[Stored items]

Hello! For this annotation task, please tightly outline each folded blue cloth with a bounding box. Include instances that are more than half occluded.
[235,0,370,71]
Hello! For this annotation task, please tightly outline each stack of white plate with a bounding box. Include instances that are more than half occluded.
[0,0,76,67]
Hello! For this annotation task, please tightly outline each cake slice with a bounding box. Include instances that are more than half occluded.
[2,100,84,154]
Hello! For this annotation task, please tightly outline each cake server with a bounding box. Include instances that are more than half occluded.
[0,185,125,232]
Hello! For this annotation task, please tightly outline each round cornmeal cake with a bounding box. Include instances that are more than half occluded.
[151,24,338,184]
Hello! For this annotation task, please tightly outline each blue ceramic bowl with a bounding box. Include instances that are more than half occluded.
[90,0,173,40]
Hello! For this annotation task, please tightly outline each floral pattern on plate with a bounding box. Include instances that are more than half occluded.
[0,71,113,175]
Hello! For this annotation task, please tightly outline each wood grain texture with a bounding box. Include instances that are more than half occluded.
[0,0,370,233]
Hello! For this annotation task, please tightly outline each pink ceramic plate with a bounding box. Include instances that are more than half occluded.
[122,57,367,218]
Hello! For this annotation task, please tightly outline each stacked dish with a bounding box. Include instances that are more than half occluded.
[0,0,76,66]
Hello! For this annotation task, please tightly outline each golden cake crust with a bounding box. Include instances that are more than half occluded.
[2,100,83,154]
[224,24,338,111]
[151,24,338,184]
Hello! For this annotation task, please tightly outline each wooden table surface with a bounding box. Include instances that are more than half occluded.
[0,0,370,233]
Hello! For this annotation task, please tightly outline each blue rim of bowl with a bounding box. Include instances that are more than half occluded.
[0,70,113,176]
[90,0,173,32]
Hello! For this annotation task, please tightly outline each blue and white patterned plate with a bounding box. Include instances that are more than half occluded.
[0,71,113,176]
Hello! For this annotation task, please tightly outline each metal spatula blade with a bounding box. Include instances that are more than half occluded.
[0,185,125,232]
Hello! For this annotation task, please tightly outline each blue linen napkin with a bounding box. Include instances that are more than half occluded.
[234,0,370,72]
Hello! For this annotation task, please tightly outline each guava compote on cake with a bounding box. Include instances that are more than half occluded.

# Your task
Format the lines above as a Markdown table with two columns, Row and Line, numbering each row and omitting any blank lines.

# Completed task
| Row | Line |
|---|---|
| 1 | Hello! For this annotation task, please tightly outline each folded blue cloth with a bounding box. Include instances that are more than half occluded. |
| 2 | [235,0,370,71] |
| 3 | Hello! For this annotation task, please tightly outline each stack of white plate with a bounding box. Include instances that are more than half occluded. |
| 4 | [0,0,76,67] |
| 5 | Hello! For this annotation task, please tightly outline each cake slice with a bounding box. Include instances that are more than half occluded. |
| 6 | [2,100,84,154] |
| 7 | Hello! For this annotation task, please tightly outline each cake server with a bounding box. Include instances that are more than half occluded. |
| 8 | [0,185,125,232] |
| 9 | Hello! For this annotation task, please tightly outline each round cornmeal cake with a bounding box. Include instances that are more than half occluded. |
| 10 | [151,24,338,184] |
| 11 | Hello! For this annotation task, please tightly outline each blue ceramic bowl with a bounding box. Include instances that are more than half occluded. |
| 12 | [90,0,173,40] |
| 13 | Hello! For this annotation task, please tightly outline each floral pattern on plate with a bounding box. Include instances that are more than half occluded. |
| 14 | [0,71,113,175] |
| 15 | Hello! For this annotation task, please tightly outline each wood grain texture with a bounding box. Include instances that are more than half occluded. |
| 16 | [0,0,370,233] |
| 17 | Hello! For this annotation task, please tightly outline each pink ceramic plate with a bounding box. Include instances that are more than half occluded. |
| 18 | [122,57,367,218] |
| 19 | Hello! For this annotation task, please tightly outline each stacked dish with a bounding box. Include instances that are more than half occluded. |
| 20 | [0,0,76,66] |
| 21 | Hello! For this annotation task, please tightly outline each golden cake crust with a bounding box. Include instances that are more than half occluded. |
| 22 | [2,100,83,154] |
| 23 | [224,24,338,111] |
| 24 | [151,24,338,184] |
| 25 | Hello! For this annotation task, please tightly outline each wooden table surface with a bounding box. Include instances that are more than half occluded. |
| 26 | [0,0,370,233] |
| 27 | Hello! For this annotation task, please tightly outline each blue rim of bowl with a bounding box. Include instances that are more than half occluded. |
| 28 | [0,70,113,176] |
| 29 | [90,0,173,32] |
| 30 | Hello! For this annotation task, please tightly outline each blue and white patterned plate with a bounding box. Include instances that are more than half occluded. |
| 31 | [0,71,113,176] |
| 32 | Hello! For this annotation task, please tightly outline each metal spatula blade with a bounding box. Include instances that are more than half occluded. |
| 33 | [0,185,125,232] |
| 34 | Hello! For this annotation task, please tightly outline each blue linen napkin with a bounding box. Include instances that are more than half occluded. |
| 35 | [234,0,370,72] |
| 36 | Hello! For this annotation task, please tightly outline each guava compote on cake with a bounding box. Include instances that are more than half occluded. |